Aim of the exercise: Pull out every line of the material below that contains the word "metal"; matching is case-sensitive.

** Begin **

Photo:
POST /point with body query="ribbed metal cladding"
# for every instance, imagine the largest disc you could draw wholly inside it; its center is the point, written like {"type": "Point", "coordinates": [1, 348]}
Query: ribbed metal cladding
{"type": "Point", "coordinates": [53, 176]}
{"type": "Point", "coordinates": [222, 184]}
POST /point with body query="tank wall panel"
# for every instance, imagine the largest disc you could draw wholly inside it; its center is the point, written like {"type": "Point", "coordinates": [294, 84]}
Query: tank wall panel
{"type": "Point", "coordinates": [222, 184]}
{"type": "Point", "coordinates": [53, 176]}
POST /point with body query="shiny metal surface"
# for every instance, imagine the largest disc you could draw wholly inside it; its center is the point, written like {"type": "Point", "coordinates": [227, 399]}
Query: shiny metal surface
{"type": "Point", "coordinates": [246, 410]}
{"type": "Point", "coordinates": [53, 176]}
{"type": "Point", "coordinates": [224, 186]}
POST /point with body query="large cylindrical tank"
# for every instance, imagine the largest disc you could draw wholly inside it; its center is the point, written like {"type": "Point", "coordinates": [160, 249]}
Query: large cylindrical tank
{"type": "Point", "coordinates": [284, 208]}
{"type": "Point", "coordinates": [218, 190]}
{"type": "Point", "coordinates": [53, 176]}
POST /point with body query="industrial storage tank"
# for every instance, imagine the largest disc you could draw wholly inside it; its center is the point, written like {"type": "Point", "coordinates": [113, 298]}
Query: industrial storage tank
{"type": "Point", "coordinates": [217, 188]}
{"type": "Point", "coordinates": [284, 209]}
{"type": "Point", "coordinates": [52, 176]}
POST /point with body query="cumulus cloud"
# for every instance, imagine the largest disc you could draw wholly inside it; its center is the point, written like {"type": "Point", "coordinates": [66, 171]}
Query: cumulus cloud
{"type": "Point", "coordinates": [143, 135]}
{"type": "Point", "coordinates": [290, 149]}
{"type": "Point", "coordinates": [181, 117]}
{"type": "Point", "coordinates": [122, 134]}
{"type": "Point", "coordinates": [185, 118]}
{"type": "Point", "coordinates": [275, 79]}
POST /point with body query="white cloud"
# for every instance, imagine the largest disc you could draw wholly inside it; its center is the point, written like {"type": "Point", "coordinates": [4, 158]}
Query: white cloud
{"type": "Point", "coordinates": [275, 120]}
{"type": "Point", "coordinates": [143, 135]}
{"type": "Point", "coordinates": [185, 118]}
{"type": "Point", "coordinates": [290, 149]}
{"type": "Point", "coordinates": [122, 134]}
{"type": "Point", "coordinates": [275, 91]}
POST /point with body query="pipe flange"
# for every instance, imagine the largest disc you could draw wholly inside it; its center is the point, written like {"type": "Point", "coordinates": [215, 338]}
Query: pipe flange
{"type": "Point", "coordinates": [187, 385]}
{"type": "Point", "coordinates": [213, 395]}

** End **

Solved exercise:
POST /point with body query="ribbed metal cladding"
Query: ribbed metal cladding
POST /point with body query="shiny metal surface"
Query: shiny metal surface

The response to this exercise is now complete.